### READING TEXT
# # # #

A pandemic-era city record was hit in June when Black Spruce and Orbach Affordable Housing Solutions agreed to buy six of the residential buildings that were developed by the late Sheldon Solow. The deal was for 1,700 units, just 15% of which are rent-stabilized, and came to $1.75B

Sozio said a strong desire to operate free of regulation is driving the interest in these types of assets, as well as attempts to benefit from unprecedented rent hikes. The average rent in Manhattan hit $5,113 per month in July, a previously unheard-of price.

While there is an expectation that rent growth will eventually begin to taper off, there is faith in the predictability of housing, he said, particularly as would-be homebuyers are prevented from investing in their own places because of rate hikes.

“In a world that is so hard to speculate, going forward, what the next few years are going to bring, [buyers can have] a little bit more comfort and confidence in the assumptions that they're making on those types of deals,” he said.

# # # #

### REQUIRED ACTION
Please state the average monthly rent in Manhattan in July, according to the housing text. The items have no connection to the housing text.

### DATA EXCERPTS
# # # #

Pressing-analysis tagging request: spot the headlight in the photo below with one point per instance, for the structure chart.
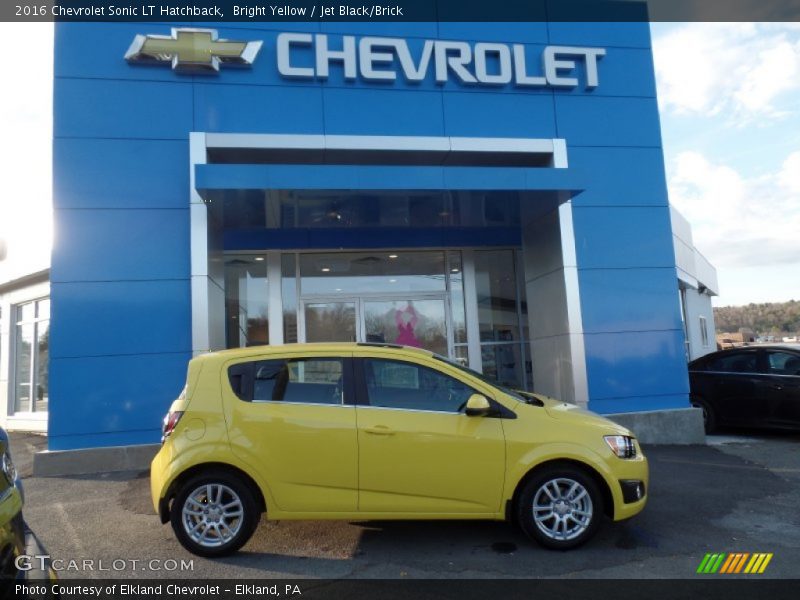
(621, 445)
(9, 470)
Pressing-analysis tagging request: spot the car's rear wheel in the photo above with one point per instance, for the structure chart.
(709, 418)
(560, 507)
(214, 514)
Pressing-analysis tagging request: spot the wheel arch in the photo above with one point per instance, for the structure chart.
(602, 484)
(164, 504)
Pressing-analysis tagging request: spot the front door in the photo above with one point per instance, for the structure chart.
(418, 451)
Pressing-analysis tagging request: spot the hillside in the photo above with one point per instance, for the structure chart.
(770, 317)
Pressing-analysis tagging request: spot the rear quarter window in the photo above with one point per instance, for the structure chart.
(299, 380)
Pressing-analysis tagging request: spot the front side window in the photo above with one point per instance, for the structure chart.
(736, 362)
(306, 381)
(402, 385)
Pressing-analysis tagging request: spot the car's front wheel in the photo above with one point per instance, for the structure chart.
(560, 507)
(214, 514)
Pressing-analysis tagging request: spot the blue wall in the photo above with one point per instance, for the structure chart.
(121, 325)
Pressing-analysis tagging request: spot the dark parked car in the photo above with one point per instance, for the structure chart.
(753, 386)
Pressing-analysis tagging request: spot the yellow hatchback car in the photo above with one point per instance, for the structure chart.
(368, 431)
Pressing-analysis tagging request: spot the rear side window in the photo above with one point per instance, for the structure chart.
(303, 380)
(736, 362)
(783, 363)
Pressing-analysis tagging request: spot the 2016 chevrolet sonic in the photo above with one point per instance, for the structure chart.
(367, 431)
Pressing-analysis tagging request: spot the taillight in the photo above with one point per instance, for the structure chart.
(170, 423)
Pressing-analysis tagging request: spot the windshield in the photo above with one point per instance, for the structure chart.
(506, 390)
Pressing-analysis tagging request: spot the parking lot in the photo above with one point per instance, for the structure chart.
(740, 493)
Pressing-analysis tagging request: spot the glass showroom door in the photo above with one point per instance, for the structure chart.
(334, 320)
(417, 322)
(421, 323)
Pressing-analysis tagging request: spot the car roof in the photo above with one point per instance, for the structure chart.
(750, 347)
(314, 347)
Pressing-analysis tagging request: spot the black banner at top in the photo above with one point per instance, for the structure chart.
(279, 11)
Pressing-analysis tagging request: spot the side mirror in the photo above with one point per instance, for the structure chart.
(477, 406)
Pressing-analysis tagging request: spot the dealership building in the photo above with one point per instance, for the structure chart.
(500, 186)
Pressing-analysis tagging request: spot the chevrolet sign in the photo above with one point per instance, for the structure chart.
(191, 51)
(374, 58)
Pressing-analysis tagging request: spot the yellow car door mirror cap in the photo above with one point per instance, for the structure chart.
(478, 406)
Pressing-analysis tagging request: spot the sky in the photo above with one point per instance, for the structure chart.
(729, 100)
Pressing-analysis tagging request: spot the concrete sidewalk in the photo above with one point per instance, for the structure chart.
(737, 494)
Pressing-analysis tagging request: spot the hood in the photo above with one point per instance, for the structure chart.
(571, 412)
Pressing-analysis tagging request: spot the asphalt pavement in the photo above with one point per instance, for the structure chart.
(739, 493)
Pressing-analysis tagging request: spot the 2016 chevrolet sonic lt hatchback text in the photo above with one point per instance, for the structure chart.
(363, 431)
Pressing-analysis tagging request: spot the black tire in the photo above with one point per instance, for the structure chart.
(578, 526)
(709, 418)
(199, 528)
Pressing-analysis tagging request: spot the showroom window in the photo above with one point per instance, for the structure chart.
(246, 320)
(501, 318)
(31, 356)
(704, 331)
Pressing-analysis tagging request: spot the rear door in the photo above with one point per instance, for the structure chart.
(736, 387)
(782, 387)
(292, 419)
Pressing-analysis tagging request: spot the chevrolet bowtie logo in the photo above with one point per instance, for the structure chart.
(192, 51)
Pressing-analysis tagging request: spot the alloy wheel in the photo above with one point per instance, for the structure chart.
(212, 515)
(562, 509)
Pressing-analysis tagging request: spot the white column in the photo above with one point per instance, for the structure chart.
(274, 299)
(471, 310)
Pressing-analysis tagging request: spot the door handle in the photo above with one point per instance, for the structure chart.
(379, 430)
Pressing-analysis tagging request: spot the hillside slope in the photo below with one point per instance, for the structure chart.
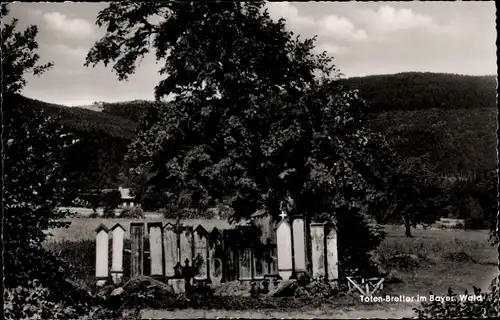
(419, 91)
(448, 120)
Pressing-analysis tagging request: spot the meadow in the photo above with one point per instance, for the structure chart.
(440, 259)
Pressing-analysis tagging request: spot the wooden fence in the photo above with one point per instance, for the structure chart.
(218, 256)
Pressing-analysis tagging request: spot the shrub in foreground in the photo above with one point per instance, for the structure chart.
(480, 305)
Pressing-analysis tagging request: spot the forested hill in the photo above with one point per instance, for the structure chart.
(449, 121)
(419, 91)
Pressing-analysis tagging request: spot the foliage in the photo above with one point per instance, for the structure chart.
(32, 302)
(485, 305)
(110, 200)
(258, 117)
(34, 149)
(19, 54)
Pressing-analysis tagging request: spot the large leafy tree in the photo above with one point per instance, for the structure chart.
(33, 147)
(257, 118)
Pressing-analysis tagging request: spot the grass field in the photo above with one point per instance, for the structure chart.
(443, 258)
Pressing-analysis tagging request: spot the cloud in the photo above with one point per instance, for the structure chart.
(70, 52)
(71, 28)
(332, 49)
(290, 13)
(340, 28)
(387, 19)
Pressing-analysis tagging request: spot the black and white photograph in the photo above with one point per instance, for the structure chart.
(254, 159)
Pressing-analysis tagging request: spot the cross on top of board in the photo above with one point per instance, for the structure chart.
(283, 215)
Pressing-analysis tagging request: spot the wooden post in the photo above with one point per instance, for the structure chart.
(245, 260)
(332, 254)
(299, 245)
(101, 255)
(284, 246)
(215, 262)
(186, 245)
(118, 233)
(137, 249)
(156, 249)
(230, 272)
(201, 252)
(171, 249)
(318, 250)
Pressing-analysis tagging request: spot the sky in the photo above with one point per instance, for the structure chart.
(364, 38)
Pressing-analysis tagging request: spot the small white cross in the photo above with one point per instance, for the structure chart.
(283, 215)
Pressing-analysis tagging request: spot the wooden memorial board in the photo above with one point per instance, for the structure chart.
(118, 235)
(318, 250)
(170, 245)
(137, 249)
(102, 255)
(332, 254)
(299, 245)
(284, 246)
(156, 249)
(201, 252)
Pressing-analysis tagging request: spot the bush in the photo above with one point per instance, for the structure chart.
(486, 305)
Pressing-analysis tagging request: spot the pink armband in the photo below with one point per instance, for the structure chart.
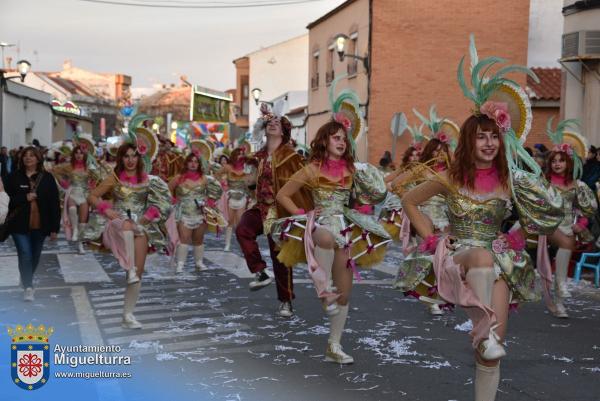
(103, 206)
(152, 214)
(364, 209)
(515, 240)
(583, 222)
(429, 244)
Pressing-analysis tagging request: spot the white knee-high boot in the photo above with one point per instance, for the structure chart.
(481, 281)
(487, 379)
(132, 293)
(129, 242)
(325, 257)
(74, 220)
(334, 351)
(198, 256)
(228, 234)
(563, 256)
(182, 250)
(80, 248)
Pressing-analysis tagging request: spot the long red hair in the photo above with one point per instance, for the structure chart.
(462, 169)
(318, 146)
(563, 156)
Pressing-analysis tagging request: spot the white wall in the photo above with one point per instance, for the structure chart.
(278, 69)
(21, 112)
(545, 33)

# # # #

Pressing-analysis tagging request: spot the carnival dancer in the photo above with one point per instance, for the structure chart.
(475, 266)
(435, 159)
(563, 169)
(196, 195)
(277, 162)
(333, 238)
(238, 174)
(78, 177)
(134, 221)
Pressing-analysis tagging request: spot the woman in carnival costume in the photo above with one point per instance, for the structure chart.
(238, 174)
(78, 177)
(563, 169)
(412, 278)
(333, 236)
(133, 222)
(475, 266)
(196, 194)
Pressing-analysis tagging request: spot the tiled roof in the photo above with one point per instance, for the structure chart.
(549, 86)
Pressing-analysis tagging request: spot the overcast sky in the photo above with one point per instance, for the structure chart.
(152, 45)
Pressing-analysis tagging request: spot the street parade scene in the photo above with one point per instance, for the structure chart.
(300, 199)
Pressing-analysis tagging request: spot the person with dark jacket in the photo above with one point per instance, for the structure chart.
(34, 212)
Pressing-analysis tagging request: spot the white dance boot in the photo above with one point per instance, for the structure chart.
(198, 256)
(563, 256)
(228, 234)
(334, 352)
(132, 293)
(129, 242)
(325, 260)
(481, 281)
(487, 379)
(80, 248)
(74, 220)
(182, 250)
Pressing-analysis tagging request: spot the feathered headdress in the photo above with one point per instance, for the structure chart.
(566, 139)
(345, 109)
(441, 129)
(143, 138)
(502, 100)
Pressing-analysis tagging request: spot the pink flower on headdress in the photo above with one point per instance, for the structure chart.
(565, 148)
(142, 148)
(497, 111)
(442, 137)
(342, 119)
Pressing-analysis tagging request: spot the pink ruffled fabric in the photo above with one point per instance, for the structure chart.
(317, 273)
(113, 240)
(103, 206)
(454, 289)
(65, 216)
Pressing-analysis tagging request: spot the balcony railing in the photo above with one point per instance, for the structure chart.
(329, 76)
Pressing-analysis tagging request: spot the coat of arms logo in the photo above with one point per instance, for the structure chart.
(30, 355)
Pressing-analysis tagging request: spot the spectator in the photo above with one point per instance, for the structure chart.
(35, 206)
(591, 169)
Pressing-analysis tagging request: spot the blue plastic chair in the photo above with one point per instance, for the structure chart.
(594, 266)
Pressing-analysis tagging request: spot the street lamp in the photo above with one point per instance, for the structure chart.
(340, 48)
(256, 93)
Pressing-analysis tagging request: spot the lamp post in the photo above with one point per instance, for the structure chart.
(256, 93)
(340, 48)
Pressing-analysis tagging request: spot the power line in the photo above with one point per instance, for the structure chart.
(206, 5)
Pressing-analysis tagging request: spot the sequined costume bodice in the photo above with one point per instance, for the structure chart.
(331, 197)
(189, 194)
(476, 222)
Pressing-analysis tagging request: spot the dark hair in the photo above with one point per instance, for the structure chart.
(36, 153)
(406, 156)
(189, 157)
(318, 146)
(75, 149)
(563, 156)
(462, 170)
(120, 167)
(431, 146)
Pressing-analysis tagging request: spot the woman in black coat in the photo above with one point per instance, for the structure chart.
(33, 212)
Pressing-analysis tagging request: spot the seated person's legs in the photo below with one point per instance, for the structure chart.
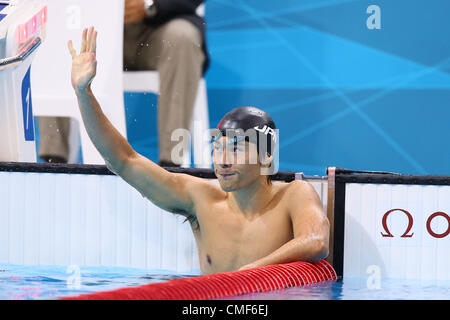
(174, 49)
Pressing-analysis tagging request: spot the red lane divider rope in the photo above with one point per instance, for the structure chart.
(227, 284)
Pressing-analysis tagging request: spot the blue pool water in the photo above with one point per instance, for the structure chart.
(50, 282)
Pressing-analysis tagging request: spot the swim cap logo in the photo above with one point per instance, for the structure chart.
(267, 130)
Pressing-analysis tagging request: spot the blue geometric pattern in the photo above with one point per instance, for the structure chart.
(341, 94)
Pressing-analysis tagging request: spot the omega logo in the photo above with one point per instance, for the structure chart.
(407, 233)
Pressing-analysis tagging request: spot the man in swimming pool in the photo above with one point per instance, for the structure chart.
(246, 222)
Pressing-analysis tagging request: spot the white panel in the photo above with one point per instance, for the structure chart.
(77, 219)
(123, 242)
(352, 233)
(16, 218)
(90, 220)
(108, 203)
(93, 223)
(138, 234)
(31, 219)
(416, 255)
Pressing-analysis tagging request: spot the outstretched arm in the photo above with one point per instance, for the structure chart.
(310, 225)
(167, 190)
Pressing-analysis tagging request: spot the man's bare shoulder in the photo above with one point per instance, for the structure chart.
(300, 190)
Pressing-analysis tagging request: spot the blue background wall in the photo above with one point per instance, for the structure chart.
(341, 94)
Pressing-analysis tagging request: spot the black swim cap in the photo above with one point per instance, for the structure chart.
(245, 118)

# # # #

### ANSWER TO THIS TASK
$5,113 per month.